**The request:**
Tally the lines in the items below that contain the word "black", and give only that number.

(Recorded data)
====

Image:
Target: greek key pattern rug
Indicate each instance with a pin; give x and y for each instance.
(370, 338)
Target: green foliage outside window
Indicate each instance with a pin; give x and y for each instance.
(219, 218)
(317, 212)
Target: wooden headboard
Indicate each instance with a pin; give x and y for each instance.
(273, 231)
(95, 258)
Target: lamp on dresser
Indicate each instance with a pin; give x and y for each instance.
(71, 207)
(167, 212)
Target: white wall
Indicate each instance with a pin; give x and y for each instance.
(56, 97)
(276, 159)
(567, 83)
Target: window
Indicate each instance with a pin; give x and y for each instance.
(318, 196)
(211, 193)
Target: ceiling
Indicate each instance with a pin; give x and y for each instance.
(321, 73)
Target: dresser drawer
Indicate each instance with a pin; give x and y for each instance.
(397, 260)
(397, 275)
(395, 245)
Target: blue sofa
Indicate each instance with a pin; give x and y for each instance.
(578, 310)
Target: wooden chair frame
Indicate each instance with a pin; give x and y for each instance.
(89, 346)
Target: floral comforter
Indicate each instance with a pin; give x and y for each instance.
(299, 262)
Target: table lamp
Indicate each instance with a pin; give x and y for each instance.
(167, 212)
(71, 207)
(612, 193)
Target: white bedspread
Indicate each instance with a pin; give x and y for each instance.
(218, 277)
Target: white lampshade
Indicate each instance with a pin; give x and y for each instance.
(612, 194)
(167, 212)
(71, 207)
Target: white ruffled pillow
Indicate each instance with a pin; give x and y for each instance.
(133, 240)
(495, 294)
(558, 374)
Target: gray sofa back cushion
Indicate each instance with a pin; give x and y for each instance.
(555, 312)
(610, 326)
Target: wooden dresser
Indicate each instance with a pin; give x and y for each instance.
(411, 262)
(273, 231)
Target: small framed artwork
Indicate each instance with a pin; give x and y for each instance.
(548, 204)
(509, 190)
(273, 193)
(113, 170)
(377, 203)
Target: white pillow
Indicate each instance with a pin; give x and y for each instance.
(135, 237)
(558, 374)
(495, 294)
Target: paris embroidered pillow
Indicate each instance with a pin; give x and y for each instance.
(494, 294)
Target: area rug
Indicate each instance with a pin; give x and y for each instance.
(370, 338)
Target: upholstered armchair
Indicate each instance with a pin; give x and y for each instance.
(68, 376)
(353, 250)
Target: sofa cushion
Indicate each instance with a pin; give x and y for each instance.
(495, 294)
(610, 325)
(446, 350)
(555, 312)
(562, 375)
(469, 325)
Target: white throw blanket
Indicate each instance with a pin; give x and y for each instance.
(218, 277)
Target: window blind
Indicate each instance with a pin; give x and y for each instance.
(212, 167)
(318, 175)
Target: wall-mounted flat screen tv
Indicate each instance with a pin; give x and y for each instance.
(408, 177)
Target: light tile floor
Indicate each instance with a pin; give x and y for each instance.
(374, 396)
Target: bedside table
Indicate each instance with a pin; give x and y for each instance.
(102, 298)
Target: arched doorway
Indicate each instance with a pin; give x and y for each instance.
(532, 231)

====

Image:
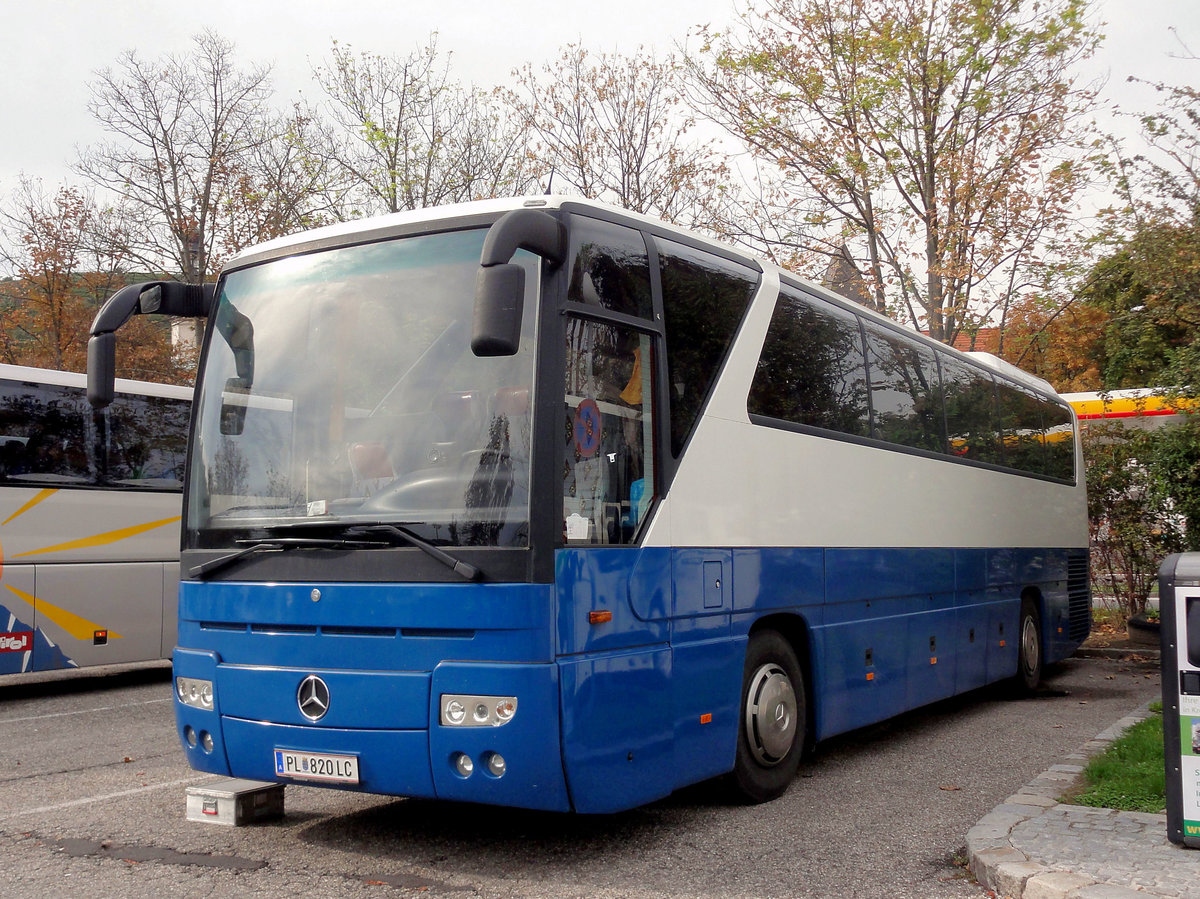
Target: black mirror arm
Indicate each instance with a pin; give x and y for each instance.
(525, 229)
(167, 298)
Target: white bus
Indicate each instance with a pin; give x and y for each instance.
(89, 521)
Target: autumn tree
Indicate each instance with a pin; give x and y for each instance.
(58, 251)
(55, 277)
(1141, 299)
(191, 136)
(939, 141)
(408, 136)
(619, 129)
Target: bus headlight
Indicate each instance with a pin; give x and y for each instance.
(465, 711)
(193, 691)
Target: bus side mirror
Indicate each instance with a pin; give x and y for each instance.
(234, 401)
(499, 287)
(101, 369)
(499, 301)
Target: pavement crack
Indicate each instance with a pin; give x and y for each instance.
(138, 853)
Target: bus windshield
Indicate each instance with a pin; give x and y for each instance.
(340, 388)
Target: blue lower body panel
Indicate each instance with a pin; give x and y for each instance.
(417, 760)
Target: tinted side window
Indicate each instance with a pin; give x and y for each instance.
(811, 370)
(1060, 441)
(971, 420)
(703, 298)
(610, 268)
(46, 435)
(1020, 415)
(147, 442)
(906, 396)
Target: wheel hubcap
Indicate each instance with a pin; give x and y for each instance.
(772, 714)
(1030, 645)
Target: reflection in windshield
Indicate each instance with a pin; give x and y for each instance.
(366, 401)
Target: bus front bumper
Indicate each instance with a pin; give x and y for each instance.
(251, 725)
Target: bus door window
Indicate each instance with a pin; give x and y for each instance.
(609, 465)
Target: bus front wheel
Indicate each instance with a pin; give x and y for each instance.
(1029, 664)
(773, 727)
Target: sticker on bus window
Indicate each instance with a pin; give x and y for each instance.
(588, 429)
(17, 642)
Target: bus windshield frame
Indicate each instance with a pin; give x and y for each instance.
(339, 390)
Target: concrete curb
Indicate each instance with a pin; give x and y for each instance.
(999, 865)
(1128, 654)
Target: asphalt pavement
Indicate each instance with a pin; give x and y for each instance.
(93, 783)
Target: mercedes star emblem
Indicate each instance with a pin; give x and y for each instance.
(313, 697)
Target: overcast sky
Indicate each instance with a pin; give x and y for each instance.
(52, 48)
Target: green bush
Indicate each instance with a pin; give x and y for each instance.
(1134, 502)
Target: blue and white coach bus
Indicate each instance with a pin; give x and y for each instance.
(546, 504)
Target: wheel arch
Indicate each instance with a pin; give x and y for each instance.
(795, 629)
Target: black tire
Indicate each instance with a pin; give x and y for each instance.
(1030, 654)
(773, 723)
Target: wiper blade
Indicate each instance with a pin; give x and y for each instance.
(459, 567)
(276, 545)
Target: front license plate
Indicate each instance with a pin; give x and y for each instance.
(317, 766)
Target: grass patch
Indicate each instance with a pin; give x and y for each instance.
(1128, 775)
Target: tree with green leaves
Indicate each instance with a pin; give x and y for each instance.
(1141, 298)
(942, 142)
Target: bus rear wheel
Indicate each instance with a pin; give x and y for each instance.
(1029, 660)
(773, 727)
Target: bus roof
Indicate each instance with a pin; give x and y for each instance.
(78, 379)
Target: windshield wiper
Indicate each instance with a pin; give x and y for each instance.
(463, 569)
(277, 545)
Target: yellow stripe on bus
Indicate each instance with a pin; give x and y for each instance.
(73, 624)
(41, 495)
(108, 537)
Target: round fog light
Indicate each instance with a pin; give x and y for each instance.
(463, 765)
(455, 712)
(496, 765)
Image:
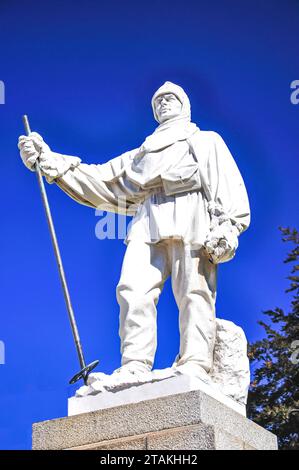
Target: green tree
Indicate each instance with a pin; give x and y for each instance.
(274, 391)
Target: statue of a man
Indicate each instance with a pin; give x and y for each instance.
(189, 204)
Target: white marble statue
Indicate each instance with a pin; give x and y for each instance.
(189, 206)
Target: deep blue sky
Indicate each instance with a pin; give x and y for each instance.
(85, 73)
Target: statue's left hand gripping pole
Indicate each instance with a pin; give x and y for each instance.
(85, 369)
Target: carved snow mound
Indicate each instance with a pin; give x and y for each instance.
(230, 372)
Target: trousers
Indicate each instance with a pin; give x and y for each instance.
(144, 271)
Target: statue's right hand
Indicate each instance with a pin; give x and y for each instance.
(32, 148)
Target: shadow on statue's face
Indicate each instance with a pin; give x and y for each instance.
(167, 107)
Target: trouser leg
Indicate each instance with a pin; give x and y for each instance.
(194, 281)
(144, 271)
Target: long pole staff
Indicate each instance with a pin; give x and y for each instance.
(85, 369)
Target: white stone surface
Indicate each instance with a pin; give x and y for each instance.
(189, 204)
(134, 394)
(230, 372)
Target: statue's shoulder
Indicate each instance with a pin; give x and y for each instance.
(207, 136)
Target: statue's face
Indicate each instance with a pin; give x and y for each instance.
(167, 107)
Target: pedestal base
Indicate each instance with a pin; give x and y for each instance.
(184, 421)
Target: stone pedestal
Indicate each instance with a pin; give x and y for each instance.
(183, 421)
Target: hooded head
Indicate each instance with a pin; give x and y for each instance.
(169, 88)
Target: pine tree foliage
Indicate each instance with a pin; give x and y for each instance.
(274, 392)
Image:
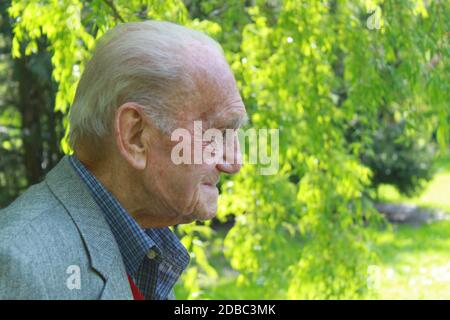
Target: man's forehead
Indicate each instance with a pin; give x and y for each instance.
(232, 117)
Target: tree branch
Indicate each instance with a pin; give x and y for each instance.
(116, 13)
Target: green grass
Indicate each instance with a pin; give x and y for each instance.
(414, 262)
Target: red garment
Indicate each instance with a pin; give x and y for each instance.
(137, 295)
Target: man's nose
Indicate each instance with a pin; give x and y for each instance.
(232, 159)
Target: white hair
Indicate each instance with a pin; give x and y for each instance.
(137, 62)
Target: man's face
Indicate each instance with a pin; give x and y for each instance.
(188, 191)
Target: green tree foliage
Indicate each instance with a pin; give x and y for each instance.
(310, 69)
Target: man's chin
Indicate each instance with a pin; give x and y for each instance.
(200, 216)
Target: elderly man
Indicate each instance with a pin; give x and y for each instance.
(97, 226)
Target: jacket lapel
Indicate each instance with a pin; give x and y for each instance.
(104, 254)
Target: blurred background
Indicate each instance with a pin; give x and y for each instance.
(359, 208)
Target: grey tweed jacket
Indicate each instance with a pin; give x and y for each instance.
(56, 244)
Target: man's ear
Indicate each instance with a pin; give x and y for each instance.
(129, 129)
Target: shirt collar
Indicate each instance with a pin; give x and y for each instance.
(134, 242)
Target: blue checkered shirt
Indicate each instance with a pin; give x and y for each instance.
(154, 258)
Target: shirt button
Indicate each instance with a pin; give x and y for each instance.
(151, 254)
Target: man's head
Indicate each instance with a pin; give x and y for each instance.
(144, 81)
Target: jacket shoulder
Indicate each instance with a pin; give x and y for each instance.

====

**Solved exercise:**
2